AKP ve S. Erdoğan, iktidarlarının ilk yıllarında AB’ye girmeyi hedef yaptılar. Bu uğurda İslam düşmanı Papa Innecount’un heykelinin altında katılım ve ortaklık belgesini imzaladılar. Ankara’da güpegündüz 101 pare havai fişek patlattılar. Sanırsınız ki, Avrupa fethedildi. Fatih’in de şerefine kutlama yapıldı.
Aradan yıllar geçti. Ha girdik ha giriyoruz tesellisiyle seneler uçup gitti. Bizden sonra haritada yerini dahi bilemediğimiz nice ülkeler AB’nin üyesi olup çıktılar. Fransa ve Almanya’nın kimi yetkilileri, “Biz Türkleri AB’de görmek istemiyoruz” açıklamalarına rağmen yıllarımızı bu heveste tükettik. Son olarak da beş yıl kimseleri AB’ye almayacağız açıklaması geldi.

### Yönergeler
a) Kaynak metne göre Ankara'da kaç pare havai fişek patlatıldı?
b) Kaynak metinde geçen bütün şehir, ülke ve kıta adlarını sıralayın.
c) AB üyeliği üzerine yazılmış kaynak metni, son cümlesinden sonra kaldığı yerden sürdürün.

### Veri Kesiti

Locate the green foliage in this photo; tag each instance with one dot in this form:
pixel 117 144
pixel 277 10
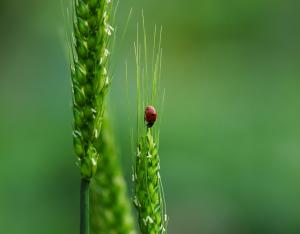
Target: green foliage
pixel 149 197
pixel 90 79
pixel 110 209
pixel 148 191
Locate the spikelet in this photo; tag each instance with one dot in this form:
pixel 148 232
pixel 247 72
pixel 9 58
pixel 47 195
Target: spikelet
pixel 110 209
pixel 91 32
pixel 148 191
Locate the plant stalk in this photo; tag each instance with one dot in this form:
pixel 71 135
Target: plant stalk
pixel 84 207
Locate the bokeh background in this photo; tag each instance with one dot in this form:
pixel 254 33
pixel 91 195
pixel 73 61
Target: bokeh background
pixel 230 152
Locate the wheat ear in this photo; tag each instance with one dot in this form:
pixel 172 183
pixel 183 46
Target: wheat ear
pixel 90 82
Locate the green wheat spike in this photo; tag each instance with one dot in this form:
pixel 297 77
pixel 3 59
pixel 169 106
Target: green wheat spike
pixel 148 191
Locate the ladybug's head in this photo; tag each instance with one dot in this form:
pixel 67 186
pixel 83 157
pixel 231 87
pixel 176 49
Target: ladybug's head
pixel 150 116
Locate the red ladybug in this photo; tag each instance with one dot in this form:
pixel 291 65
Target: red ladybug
pixel 150 116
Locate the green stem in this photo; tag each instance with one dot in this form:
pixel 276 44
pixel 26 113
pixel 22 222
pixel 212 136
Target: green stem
pixel 84 206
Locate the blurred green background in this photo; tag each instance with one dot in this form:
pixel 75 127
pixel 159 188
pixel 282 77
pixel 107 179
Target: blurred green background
pixel 230 152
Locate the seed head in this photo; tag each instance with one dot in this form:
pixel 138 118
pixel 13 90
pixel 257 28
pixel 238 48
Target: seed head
pixel 150 116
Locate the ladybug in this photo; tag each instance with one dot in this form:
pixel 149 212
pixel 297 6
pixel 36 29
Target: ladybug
pixel 150 116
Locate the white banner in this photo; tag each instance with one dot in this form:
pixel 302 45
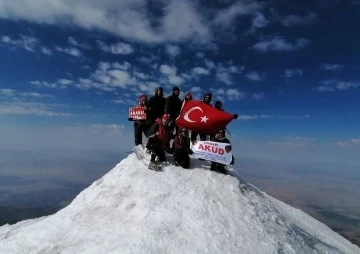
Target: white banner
pixel 213 151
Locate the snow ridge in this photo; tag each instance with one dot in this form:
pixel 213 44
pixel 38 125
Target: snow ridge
pixel 135 210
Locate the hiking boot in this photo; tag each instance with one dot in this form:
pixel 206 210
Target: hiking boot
pixel 153 166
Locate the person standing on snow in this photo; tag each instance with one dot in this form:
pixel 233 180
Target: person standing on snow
pixel 207 99
pixel 172 108
pixel 156 104
pixel 141 126
pixel 157 139
pixel 182 150
pixel 220 137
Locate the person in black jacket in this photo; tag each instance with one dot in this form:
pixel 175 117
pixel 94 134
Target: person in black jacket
pixel 207 99
pixel 141 126
pixel 156 106
pixel 172 108
pixel 182 150
pixel 220 137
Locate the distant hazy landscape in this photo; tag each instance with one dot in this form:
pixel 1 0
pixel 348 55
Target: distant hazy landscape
pixel 36 184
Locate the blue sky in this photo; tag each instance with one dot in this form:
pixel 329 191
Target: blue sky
pixel 71 69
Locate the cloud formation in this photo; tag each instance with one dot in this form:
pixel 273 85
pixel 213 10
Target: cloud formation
pixel 332 85
pixel 118 48
pixel 29 43
pixel 280 44
pixel 255 76
pixel 290 73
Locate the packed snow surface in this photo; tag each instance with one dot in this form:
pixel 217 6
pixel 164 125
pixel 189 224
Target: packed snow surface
pixel 135 210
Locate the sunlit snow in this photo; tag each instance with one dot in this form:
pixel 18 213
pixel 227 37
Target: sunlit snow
pixel 136 210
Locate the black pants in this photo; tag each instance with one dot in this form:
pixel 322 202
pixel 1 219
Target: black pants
pixel 182 157
pixel 194 135
pixel 218 167
pixel 139 129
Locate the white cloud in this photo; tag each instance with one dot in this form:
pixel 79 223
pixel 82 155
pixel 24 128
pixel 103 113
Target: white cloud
pixel 200 55
pixel 258 96
pixel 176 80
pixel 172 50
pixel 227 16
pixel 280 44
pixel 30 108
pixel 349 143
pixel 79 139
pixel 168 70
pixel 224 77
pixel 332 85
pixel 46 51
pixel 28 43
pixel 195 89
pixel 230 94
pixel 223 72
pixel 44 84
pixel 119 48
pixel 36 95
pixel 290 73
pixel 76 43
pixel 200 71
pixel 130 19
pixel 125 66
pixel 209 63
pixel 7 92
pixel 259 21
pixel 70 51
pixel 331 67
pixel 255 76
pixel 294 20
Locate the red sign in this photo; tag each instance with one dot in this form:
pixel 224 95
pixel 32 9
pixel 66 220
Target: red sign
pixel 137 113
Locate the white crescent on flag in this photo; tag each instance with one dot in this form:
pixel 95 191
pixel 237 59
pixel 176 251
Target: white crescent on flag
pixel 186 116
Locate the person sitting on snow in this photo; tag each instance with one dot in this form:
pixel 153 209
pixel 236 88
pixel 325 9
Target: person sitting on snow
pixel 157 140
pixel 220 137
pixel 182 150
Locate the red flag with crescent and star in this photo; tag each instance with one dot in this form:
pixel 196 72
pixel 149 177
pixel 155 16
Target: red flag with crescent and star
pixel 202 118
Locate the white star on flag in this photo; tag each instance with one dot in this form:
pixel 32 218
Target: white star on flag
pixel 204 119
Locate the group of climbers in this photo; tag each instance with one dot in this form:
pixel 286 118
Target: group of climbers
pixel 160 124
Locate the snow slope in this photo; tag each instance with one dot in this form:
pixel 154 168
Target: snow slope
pixel 134 210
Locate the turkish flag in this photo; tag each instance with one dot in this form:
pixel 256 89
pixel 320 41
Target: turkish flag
pixel 202 118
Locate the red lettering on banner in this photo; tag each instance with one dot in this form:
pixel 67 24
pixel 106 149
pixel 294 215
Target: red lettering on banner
pixel 207 148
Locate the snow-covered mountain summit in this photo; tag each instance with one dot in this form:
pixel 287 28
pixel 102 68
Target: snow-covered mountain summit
pixel 135 210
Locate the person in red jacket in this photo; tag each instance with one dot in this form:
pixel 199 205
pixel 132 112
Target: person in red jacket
pixel 158 136
pixel 221 138
pixel 182 150
pixel 141 126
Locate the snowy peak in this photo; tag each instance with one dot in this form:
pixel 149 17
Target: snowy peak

### Görev Yanıtları
a) 101 pare.

b) Ankara, Avrupa, Fransa, Almanya

c)
Sonuç; kocaman bir hiç!
İsrail’in bir numaralı düşmanı ve hasmı görünümlü Erbakan, İsrail uçaklarına Konya Ovası’nda eğitim imkânı veren antlaşmayı imzalamıştı. Bu antlaşma gereği, İsrail jetleri eğitim uçuşlarını Konya semalarında öğrenip FİLİSTİN’e ölüm yağdırmaktalar.
S. Erdoğan da, İsrail düşmanı ve hasmı görünüyor. Ama göğsünde, “Yahudi Üstün CESARET Madalyası” taşıyan tek Müslüman olarak tarih kitaplarında yerini aldı. İsrail başbakanına “One Minute” diye rest çekti gibi göründü. Sonra da ben “Modaratöre demiştim” deyiverdi. Daha sonrada bunun kurmaca olduğunu öğrendik. Oğlunun gemileri İsrail limanlarına mal taşımakta! Başbakan’ın hayranları ise meydanlarda, “Kahrolsun İsrail” diye haykırmakta.
Bu ne yaman bir çelişki!
Bir zamanlar S. Erdoğan’ın kankası- dostu Suriye’nin diktatörü Esad bir açıklamasında, “Erdoğan Suriye’deki EMEVİ camiinde namaz kılacağını söylüyor da; neden İsrail işgalindeki Mescid-i AKSA’da namaz kılacağını söyleyemiyor?” demişti.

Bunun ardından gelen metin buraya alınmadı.